Latihan Tertulis A> Menurut ulasan Piala Dunia 1994, pola apa yang sering dipakai Belanda untuk sementara sebagai pengganti pola klasik 4-4-2?
Latihan Tertulis B> Ketik ulang bagian ulasan Piala Dunia 1994 yang dibuka dengan kata-kata "Jackie Charlton dan" dan ditutup dengan "ternyata tidak sama.".
Latihan Tertulis C> Sebutkan semua nama pemain yang muncul dalam uraian ulasan Piala Dunia 1994 tentang cara tim Belanda menyerang.

Kutipan Teks>
• • • • • • •
Jackie Charlton dan Strateginya
Ulasan Piala Dunia 1994
Oleh: K.H. Abdurrahman Wahid
Kemenangan tim Belanda atas Irlandia dalam babak kedua kompetisi Piala Dunia ’94 menyajikan dua buah strategi yang saling berbeda. Walaupun keduanya berlandaskan penguasaan teknis yang sempurna, kecepatan yang tinggi dan disiplin yang ketat bagi para pemain, jalan yang ditempuh kedua tim ternyata tidak sama.
Tim Oranye Belanda sejak awal sudah membuka serangan frontal atas pertahanan Irlandia. Lebar lapangan digunakan sepenuhnya untuk menembus pertahanan lawan, seperti terlihat pada majunya back Frank de Boer sampai jauh ke depan. Sering kali pola klasik 4-4-2 oleh Belanda dijadikan untuk sementara pola 3-5-2. Koeman dalam hal ini ditempatkan di muka Frank Rijkaard, sehingga daya gempurnya terlihat nyata.
Setidak-tidaknya, dalam babak pertama gelandang seperti Rob Witscghe yang bernomor punggung 5 lebih merupakan pemberi umpan ke depan ketimbang penahan bola di lini tengah. Winter yang memiliki naluri bertahan juga dimanfaatkan untuk lebih menunjang serangan ke daerah pertahanan lawan.
• • • • • • •
Cuplikan Data>
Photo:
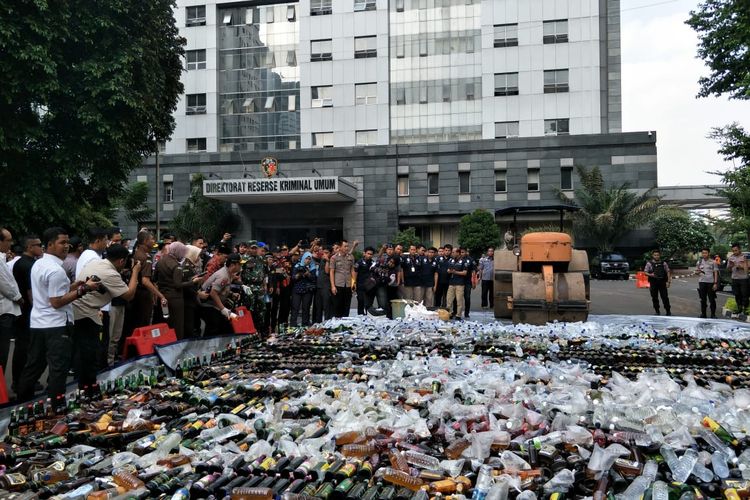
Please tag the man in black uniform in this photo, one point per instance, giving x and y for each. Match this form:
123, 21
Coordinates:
659, 279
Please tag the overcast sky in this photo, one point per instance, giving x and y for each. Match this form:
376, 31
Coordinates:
660, 72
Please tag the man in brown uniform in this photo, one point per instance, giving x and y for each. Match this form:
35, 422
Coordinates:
143, 303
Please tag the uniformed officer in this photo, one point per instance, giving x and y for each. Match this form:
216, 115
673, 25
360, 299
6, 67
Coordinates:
254, 277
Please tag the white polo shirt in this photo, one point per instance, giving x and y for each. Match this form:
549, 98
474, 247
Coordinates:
48, 279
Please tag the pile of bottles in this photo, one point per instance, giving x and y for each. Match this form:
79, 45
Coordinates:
348, 415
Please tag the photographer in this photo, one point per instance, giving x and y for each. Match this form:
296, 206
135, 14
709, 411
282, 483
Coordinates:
88, 324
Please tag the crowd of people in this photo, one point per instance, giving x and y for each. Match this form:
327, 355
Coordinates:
69, 302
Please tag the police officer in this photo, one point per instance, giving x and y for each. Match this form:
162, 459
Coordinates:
708, 281
254, 277
659, 279
411, 266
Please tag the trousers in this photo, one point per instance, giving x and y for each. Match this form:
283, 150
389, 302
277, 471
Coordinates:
456, 292
47, 347
707, 293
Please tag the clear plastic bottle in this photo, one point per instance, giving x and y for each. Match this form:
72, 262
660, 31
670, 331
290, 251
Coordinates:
400, 478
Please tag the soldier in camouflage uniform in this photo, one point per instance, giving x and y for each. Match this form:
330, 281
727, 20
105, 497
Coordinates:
254, 276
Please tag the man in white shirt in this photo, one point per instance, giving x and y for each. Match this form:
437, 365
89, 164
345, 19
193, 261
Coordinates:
51, 318
10, 299
88, 324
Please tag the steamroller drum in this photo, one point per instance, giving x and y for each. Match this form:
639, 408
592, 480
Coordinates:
569, 298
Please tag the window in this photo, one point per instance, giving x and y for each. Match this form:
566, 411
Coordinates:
566, 178
506, 129
532, 179
321, 50
555, 80
195, 15
506, 84
196, 145
196, 59
360, 5
196, 104
365, 46
433, 183
366, 137
323, 139
322, 97
403, 185
464, 182
556, 31
320, 7
501, 185
557, 126
506, 35
366, 93
168, 192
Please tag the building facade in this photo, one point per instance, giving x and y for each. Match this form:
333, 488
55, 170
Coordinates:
395, 113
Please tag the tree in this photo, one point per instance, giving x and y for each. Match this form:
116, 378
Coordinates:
203, 216
478, 231
407, 237
677, 233
607, 214
134, 201
83, 99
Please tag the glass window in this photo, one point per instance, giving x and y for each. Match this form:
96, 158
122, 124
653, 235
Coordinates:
566, 178
360, 5
321, 50
532, 179
322, 96
196, 145
365, 46
195, 15
323, 139
168, 192
433, 183
196, 104
464, 182
320, 7
501, 181
555, 81
366, 93
506, 129
403, 185
556, 31
557, 126
506, 35
196, 59
366, 137
506, 84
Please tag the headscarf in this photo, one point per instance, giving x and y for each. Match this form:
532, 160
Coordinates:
193, 254
177, 250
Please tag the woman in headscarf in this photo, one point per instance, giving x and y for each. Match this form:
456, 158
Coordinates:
304, 280
172, 285
191, 267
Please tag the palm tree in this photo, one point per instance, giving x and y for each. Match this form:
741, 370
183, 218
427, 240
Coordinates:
607, 214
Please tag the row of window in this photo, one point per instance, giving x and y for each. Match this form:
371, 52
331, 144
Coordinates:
501, 184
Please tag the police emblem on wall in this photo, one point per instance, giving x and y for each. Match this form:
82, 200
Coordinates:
269, 166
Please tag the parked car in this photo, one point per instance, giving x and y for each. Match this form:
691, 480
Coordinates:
610, 264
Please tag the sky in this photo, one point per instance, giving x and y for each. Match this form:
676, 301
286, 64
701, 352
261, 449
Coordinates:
660, 71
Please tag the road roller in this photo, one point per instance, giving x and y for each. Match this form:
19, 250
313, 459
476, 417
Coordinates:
543, 278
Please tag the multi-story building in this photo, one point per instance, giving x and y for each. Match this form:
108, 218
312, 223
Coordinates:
431, 108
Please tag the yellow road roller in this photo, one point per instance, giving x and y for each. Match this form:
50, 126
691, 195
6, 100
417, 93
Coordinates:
542, 278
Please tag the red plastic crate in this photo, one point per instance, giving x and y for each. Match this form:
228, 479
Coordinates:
145, 338
243, 324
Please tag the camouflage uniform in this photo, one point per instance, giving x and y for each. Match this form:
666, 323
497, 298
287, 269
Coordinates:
254, 276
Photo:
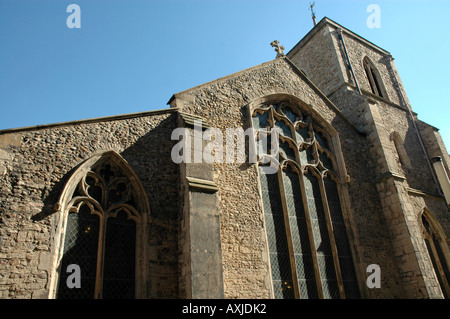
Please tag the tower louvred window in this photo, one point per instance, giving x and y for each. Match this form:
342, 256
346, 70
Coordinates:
309, 250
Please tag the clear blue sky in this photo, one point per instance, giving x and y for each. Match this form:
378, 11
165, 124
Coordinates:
132, 55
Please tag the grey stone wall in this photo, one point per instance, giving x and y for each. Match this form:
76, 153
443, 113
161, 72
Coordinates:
35, 164
245, 265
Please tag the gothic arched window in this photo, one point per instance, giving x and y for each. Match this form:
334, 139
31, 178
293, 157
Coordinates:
309, 251
373, 77
437, 246
103, 207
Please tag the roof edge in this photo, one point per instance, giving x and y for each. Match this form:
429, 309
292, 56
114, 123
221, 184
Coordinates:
91, 120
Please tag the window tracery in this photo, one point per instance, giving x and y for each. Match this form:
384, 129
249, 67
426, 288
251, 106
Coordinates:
103, 220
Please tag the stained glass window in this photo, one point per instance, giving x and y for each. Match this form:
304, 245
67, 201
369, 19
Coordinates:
100, 236
304, 222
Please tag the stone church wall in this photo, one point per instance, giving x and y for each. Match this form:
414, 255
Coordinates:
222, 103
35, 163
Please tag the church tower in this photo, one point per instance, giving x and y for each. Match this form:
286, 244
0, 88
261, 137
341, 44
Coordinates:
361, 79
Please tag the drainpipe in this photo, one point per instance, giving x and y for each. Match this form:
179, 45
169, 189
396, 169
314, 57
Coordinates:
339, 32
416, 128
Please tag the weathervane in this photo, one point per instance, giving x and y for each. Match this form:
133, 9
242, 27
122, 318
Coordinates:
311, 7
278, 48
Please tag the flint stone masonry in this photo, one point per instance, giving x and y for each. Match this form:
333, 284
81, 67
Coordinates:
39, 166
205, 233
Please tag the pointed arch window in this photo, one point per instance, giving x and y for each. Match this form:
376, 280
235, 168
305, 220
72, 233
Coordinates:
310, 255
103, 208
373, 77
436, 242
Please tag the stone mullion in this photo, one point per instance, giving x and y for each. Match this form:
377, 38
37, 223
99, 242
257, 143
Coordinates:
331, 238
308, 221
288, 234
100, 257
311, 237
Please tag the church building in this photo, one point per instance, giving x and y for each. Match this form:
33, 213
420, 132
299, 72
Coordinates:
348, 199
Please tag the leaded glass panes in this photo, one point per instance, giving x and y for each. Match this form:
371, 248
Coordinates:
101, 235
118, 277
304, 220
276, 236
81, 245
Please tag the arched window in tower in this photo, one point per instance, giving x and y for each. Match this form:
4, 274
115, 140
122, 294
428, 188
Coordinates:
103, 207
310, 255
438, 250
374, 79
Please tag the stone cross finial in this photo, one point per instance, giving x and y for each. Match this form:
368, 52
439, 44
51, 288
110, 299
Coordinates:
278, 48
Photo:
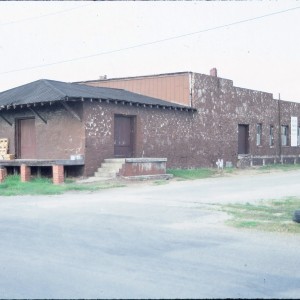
• • • • • • •
Penyelesaian Soal A> Pola 3-5-2.

Penyelesaian Soal B>
Jackie Charlton dan Strateginya
Ulasan Piala Dunia 1994
Oleh: K.H. Abdurrahman Wahid
Kemenangan tim Belanda atas Irlandia dalam babak kedua kompetisi Piala Dunia ’94 menyajikan dua buah strategi yang saling berbeda. Walaupun keduanya berlandaskan penguasaan teknis yang sempurna, kecepatan yang tinggi dan disiplin yang ketat bagi para pemain, jalan yang ditempuh kedua tim ternyata tidak sama.

Penyelesaian Soal C> Frank de Boer, Koeman, Frank Rijkaard, Rob Witscghe, Winter